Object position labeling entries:
——
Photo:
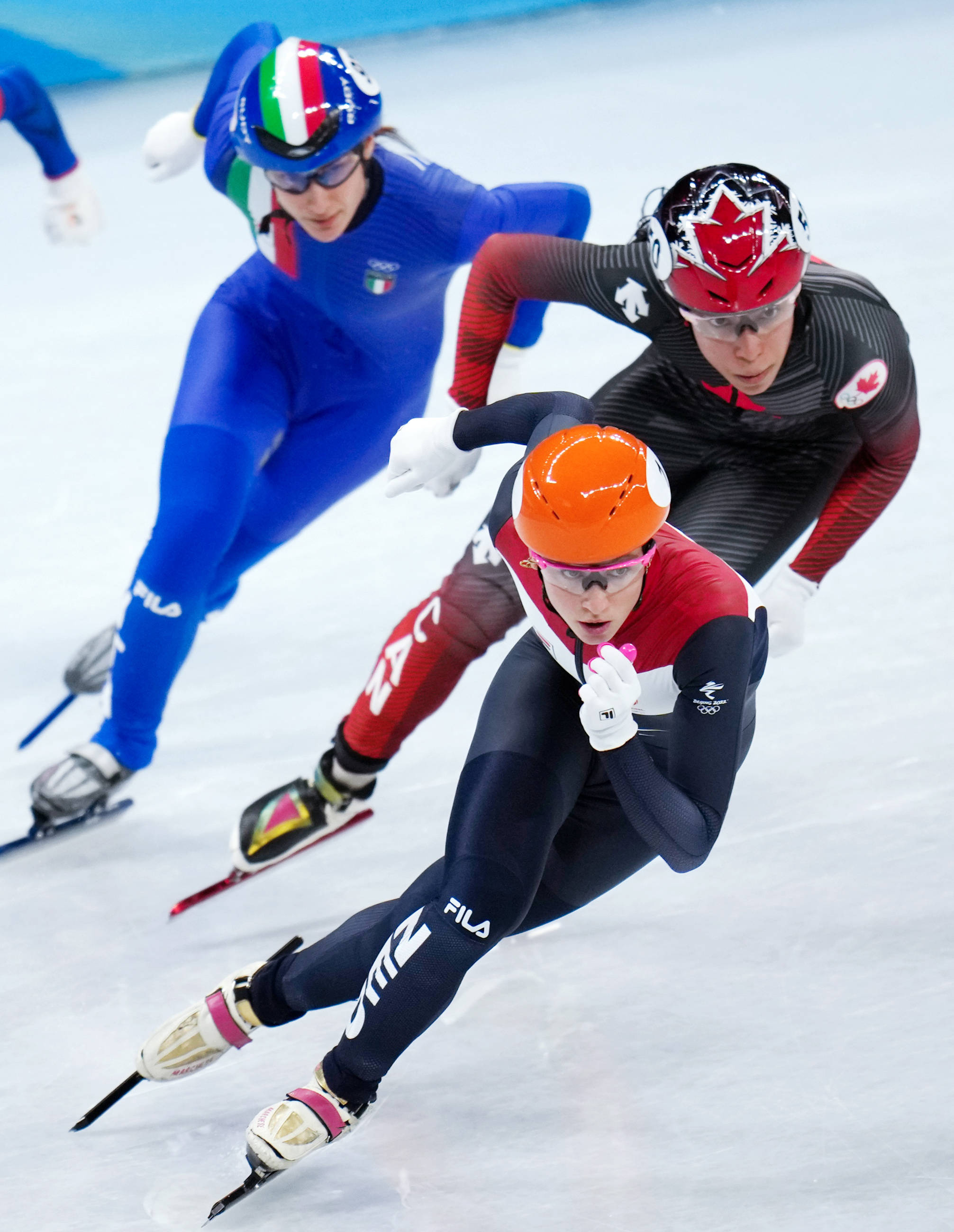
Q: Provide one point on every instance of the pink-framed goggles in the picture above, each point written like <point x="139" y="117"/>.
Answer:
<point x="727" y="327"/>
<point x="577" y="580"/>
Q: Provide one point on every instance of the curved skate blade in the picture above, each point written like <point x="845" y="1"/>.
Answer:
<point x="238" y="875"/>
<point x="255" y="1179"/>
<point x="45" y="722"/>
<point x="105" y="1104"/>
<point x="40" y="832"/>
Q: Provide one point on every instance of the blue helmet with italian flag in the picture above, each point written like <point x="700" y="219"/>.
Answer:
<point x="302" y="106"/>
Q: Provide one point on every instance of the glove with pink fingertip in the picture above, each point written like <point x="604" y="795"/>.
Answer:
<point x="609" y="695"/>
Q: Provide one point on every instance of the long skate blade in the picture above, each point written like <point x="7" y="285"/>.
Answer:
<point x="105" y="1104"/>
<point x="253" y="1182"/>
<point x="238" y="875"/>
<point x="45" y="722"/>
<point x="41" y="833"/>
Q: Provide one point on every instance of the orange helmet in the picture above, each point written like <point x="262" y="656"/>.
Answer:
<point x="590" y="494"/>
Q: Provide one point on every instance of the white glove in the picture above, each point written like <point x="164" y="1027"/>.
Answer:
<point x="784" y="603"/>
<point x="608" y="699"/>
<point x="423" y="455"/>
<point x="508" y="374"/>
<point x="172" y="146"/>
<point x="73" y="210"/>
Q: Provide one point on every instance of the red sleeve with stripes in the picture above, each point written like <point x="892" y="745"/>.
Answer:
<point x="507" y="270"/>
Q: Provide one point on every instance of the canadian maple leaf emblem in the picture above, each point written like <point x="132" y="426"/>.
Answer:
<point x="869" y="383"/>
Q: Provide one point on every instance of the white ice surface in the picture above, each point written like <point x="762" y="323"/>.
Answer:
<point x="766" y="1044"/>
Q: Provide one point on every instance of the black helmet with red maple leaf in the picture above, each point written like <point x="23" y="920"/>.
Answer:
<point x="729" y="238"/>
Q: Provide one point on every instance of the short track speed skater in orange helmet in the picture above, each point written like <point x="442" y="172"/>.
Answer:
<point x="590" y="496"/>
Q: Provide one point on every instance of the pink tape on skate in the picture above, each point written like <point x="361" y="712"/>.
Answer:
<point x="629" y="650"/>
<point x="323" y="1109"/>
<point x="225" y="1022"/>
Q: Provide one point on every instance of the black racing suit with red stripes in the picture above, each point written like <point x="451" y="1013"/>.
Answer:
<point x="542" y="824"/>
<point x="832" y="439"/>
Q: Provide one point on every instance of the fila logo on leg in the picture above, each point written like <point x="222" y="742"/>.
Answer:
<point x="153" y="603"/>
<point x="463" y="917"/>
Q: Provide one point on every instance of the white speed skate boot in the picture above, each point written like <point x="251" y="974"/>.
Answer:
<point x="309" y="1118"/>
<point x="75" y="785"/>
<point x="204" y="1033"/>
<point x="296" y="815"/>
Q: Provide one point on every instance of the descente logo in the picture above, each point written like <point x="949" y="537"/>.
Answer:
<point x="406" y="942"/>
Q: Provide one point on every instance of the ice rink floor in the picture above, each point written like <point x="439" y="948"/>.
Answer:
<point x="763" y="1044"/>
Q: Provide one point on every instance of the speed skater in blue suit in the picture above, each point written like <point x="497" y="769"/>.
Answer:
<point x="71" y="212"/>
<point x="306" y="360"/>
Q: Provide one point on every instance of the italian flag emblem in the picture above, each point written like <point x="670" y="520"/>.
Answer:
<point x="291" y="91"/>
<point x="381" y="276"/>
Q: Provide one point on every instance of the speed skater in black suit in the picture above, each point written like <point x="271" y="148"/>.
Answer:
<point x="777" y="390"/>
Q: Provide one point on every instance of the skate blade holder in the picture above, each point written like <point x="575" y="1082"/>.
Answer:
<point x="255" y="1179"/>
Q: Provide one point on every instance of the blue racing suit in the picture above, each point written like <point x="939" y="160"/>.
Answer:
<point x="301" y="369"/>
<point x="26" y="105"/>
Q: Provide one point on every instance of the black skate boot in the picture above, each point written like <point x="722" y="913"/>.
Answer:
<point x="81" y="783"/>
<point x="296" y="815"/>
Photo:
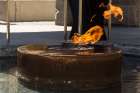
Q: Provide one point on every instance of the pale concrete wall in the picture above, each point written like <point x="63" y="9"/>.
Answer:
<point x="29" y="10"/>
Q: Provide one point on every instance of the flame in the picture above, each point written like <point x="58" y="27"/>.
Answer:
<point x="116" y="11"/>
<point x="93" y="35"/>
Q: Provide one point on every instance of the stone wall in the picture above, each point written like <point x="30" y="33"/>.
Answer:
<point x="60" y="13"/>
<point x="131" y="12"/>
<point x="29" y="10"/>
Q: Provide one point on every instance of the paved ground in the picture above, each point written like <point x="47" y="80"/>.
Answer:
——
_The task_.
Copy out the records above in full, exactly as written, but not the pictures.

_Task response_.
Photo:
Q: Provide one point on every instance of the pink-framed goggles in the picture above, each point written like <point x="139" y="117"/>.
Answer:
<point x="727" y="327"/>
<point x="577" y="580"/>
Q: Provide one point on every instance of the curved skate blade in the picture above, each point written like <point x="845" y="1"/>.
Answer:
<point x="238" y="875"/>
<point x="255" y="1179"/>
<point x="45" y="722"/>
<point x="105" y="1104"/>
<point x="40" y="832"/>
Q: Provide one point on every instance of the blue helmet with italian flag in the picture above, each point written like <point x="700" y="219"/>.
Answer:
<point x="302" y="106"/>
Q: Provide one point on every instance of the glove with pink fingertip in the picture above, each point written like <point x="604" y="795"/>.
Answer:
<point x="609" y="695"/>
Q: Provide one point on every instance of the long skate blade in the picture above, each point written like <point x="7" y="285"/>.
Answer:
<point x="105" y="1104"/>
<point x="253" y="1182"/>
<point x="238" y="875"/>
<point x="45" y="722"/>
<point x="41" y="833"/>
Q: Provide one point on every instance of the orange helmet in the picture above, each point written like <point x="262" y="656"/>.
Answer:
<point x="590" y="494"/>
Q: Provide one point on every instance of the white glove in the picture above, each point written like <point x="164" y="1027"/>.
Answer:
<point x="784" y="603"/>
<point x="608" y="699"/>
<point x="423" y="455"/>
<point x="508" y="374"/>
<point x="172" y="146"/>
<point x="73" y="210"/>
Q: Provide one point on every instance of the red sleeve with stripes in the picture above, each point written like <point x="892" y="745"/>.
Answer:
<point x="507" y="270"/>
Q: Provide one point on every instance of the canadian maple leaf emblem in the picture above, each point written like <point x="132" y="426"/>.
Answer:
<point x="869" y="383"/>
Q: Provide one point on every instance of the white ice surface in the picture above, each point written like <point x="762" y="323"/>.
Answer:
<point x="766" y="1044"/>
Q: Provide one point on every instance of the black helmet with red maple leaf in the picture above, each point written like <point x="23" y="920"/>.
Answer:
<point x="729" y="238"/>
Q: Provide one point on every instance of the short track speed skater in orange helmet in the picture above, each point written like <point x="442" y="172"/>.
Answer:
<point x="590" y="496"/>
Q: Provide one point on every instance of the pink tape on skate in the picture above, each point written like <point x="361" y="712"/>.
Answer:
<point x="629" y="650"/>
<point x="323" y="1109"/>
<point x="225" y="1022"/>
Q: Provide one point on every instance of the black racing suit with red stripes in the picture above, each point written like <point x="451" y="1013"/>.
Answer:
<point x="542" y="824"/>
<point x="832" y="439"/>
Q: Provide one point on every instance of the fila logo on leg in the picture above, each point written like <point x="222" y="742"/>.
Answer:
<point x="153" y="603"/>
<point x="463" y="917"/>
Q: Provide one point on every instance of the white speed skate boot in the picture above, each point written like <point x="251" y="974"/>.
Answer:
<point x="309" y="1118"/>
<point x="75" y="785"/>
<point x="204" y="1033"/>
<point x="296" y="815"/>
Q: Provide one point on every instance of the descente logo in the picture above, each point written like <point x="949" y="537"/>.
Answer:
<point x="406" y="942"/>
Q: Provide one point on every instance of the ice rink floor in the picture above, each point written like <point x="439" y="948"/>.
Answer:
<point x="763" y="1044"/>
Q: Provide one point on every instance of the speed skater in blue suit in the picture above, each point written like <point x="497" y="769"/>.
Answer:
<point x="71" y="212"/>
<point x="306" y="360"/>
Q: Provide one point on every instance of the italian flag emblem in the picture above, each point written like <point x="670" y="520"/>.
Answer:
<point x="291" y="91"/>
<point x="381" y="276"/>
Q: Provide one point on every instance of the speed skater in black suit in the picture above, each point written like <point x="271" y="148"/>.
Answer:
<point x="777" y="390"/>
Q: Provide one point on every instance of the skate blade holder in the picture above, each point written like <point x="575" y="1082"/>.
Answer:
<point x="255" y="1179"/>
Q: Provide one point on every instance of the blue racing suit in the picture above, each point written like <point x="939" y="160"/>.
Answer:
<point x="301" y="369"/>
<point x="26" y="105"/>
Q: Provide one point on every instance of the black skate boot in the picture above, each point written like <point x="722" y="913"/>.
Answer:
<point x="81" y="783"/>
<point x="296" y="815"/>
Photo:
Q: Provide one point on every instance of the pale concrete wall in the picture above, each point written like <point x="63" y="9"/>.
Answer:
<point x="29" y="10"/>
Q: Provide one point on every instance of the flame in the picture above, each point written like <point x="58" y="27"/>.
Answer:
<point x="116" y="11"/>
<point x="93" y="35"/>
Q: Provide one point on every instance of the stone wall in the picture above, each point written like <point x="30" y="33"/>.
Answer:
<point x="60" y="13"/>
<point x="131" y="12"/>
<point x="29" y="10"/>
Q: Provide one point on every instance of the paved ground in the picture above, each point written like <point x="47" y="80"/>.
Answer:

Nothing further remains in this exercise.